WHAT NEEDS TO BE DONE:
Give the material below as a Markdown table with the columns "Row" and "Line." Put one line of the material in each row and number the rows, leaving out any blank lines.

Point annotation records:
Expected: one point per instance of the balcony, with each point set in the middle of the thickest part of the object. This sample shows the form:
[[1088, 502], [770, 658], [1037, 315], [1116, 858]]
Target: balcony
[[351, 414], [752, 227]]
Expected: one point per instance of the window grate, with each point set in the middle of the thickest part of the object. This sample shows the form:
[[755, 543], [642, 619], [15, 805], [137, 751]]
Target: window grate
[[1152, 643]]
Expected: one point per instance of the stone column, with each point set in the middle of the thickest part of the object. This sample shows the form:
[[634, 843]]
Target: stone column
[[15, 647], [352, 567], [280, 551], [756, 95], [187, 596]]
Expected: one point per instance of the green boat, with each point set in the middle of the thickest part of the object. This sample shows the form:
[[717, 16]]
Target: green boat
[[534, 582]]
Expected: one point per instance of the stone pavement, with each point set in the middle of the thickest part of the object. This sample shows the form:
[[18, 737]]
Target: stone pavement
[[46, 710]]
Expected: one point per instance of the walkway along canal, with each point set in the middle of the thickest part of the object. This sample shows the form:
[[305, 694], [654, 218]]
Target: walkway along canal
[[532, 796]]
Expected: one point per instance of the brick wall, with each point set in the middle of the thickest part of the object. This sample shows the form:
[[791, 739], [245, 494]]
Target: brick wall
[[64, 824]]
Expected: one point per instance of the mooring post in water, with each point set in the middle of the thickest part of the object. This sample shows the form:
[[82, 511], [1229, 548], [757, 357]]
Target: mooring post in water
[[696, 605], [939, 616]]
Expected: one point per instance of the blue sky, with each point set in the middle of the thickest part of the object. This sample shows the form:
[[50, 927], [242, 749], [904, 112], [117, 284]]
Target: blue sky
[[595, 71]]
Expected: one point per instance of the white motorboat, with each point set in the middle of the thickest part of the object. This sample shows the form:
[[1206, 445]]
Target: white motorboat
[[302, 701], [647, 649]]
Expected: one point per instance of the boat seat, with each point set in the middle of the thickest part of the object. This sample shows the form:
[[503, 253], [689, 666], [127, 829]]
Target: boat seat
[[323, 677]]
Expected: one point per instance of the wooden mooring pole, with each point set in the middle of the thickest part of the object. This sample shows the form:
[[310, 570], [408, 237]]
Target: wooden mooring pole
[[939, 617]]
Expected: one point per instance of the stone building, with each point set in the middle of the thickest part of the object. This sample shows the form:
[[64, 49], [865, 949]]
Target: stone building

FINISHED EXERCISE:
| Row | Line |
|---|---|
| 1 | Expected: one point per instance of the balcony, with each point set in the middle of the thickest part of the object. This sample shows the form: |
| 2 | [[1088, 502], [770, 658], [1037, 315], [1116, 858]] |
| 3 | Target: balcony |
| 4 | [[351, 414], [752, 227]] |
| 5 | Expected: one point per instance of the window grate, with each point set in the middle of the thickest part of the object. This sample shows the form: |
| 6 | [[755, 543], [642, 619], [15, 805], [137, 751]] |
| 7 | Target: window grate |
| 8 | [[1152, 643]] |
| 9 | Expected: one point per instance of the stone column, with each point set in the middle of the thickest part of the object. This sample shows the form: |
| 10 | [[634, 843]] |
| 11 | Target: stone column |
| 12 | [[15, 647], [352, 567], [280, 551], [756, 95], [187, 596]] |
| 13 | Expected: one point per instance of the green boat, with each point set in the middle of the thickest part of the object. This sample shows the form: |
| 14 | [[717, 16]] |
| 15 | Target: green boat |
| 16 | [[534, 582]] |
| 17 | Expected: one point per instance of the stone pavement, with each point set in the middle of the thickest part of the object. This sample shows the form: |
| 18 | [[18, 737]] |
| 19 | Target: stone pavement |
| 20 | [[46, 710]] |
| 21 | Expected: one point per instance of the walkway along canal, with each point set in the middle of the thickest part of the object. This sample shows the form: |
| 22 | [[305, 694], [654, 218]] |
| 23 | Target: walkway along canal |
| 24 | [[532, 796]] |
| 25 | Expected: one point per instance of the brick wall, with each point set in the middle of the thickest part of the object. This sample shows the form: |
| 26 | [[791, 739], [245, 494]] |
| 27 | Target: brick wall |
| 28 | [[64, 824]] |
| 29 | Expected: one point per instance of the mooring post in water, with each point set in the middle of the thickest part of the object. This sample shows the form: |
| 30 | [[82, 511], [1229, 548], [757, 357]] |
| 31 | Target: mooring post in water |
| 32 | [[696, 605], [939, 616]] |
| 33 | Expected: one point per instance of the blue sky, with each point set in the middle of the thickest part of the object. This sample shows the form: |
| 34 | [[50, 927], [242, 749], [904, 112], [117, 284]] |
| 35 | Target: blue sky |
| 36 | [[595, 71]] |
| 37 | Expected: one point per instance of the white motorboat, with each point set in the middle of the thickest part of the object. This sample shows the form: |
| 38 | [[1206, 445]] |
| 39 | Target: white motorboat |
| 40 | [[302, 701], [647, 649]] |
| 41 | Expected: one point per instance of the boat seat, with each point set in the middle of the thickest part of the object. This sample shows the form: |
| 42 | [[503, 253], [689, 666], [127, 829]] |
| 43 | Target: boat seat |
| 44 | [[323, 677]] |
| 45 | Expected: one point per instance of the wooden mooring pole, with each point set in the middle of the thickest part of the object. This sample shows the form: |
| 46 | [[310, 570], [408, 237]] |
| 47 | Target: wooden mooring pole |
| 48 | [[939, 617]] |
| 49 | Expected: one point per instance of the stone building, with each point set in the middle of the thickest part of the object. This sample shows the form: |
| 50 | [[64, 49], [865, 949]] |
| 51 | Target: stone building |